■ **Request**: Lay out everything from the line containing "point: dry reed" down to the line containing "column 370, row 230", both included, as a Markdown table with the columns No. and Text. Number each line in order and leave out any blank lines.

■ **Records**:
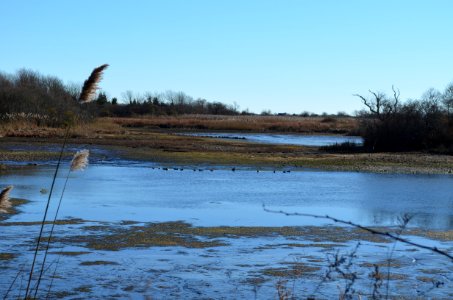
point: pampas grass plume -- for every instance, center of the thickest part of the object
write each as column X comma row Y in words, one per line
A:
column 4, row 198
column 91, row 84
column 80, row 160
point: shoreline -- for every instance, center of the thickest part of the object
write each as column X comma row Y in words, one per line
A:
column 168, row 150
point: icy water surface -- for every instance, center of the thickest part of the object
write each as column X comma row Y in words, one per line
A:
column 224, row 197
column 231, row 266
column 289, row 139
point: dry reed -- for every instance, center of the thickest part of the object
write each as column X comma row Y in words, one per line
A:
column 91, row 84
column 80, row 160
column 4, row 199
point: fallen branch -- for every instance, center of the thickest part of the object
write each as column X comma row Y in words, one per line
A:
column 370, row 230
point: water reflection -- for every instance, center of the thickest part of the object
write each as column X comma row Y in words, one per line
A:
column 289, row 139
column 222, row 197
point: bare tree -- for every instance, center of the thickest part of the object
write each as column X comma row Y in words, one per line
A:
column 380, row 105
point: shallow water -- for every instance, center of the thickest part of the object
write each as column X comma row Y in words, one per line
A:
column 223, row 197
column 145, row 193
column 288, row 139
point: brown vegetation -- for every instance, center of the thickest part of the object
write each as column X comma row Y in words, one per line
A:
column 340, row 125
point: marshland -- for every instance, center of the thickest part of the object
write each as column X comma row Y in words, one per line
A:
column 204, row 205
column 228, row 150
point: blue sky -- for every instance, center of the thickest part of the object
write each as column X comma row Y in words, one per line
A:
column 284, row 55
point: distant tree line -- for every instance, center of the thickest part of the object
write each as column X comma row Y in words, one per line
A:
column 42, row 99
column 46, row 100
column 420, row 124
column 168, row 103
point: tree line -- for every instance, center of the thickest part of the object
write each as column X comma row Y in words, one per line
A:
column 46, row 100
column 388, row 124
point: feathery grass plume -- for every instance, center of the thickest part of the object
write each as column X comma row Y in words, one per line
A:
column 80, row 160
column 91, row 84
column 4, row 199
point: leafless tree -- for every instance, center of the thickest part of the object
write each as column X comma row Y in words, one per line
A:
column 380, row 105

■ **Result**:
| No. | Text |
|---|---|
| 1 | point: dry reed -- for every instance, center of the thickest part of the object |
| 2 | write each as column X comma row Y in words, one per line |
| 3 | A: |
| 4 | column 91, row 84 |
| 5 | column 80, row 160 |
| 6 | column 4, row 199 |
| 7 | point: fallen branch -- for every instance, center of the thickest part of the object |
| 8 | write each as column X comma row Y in words, one per line |
| 9 | A: |
| 10 | column 370, row 230 |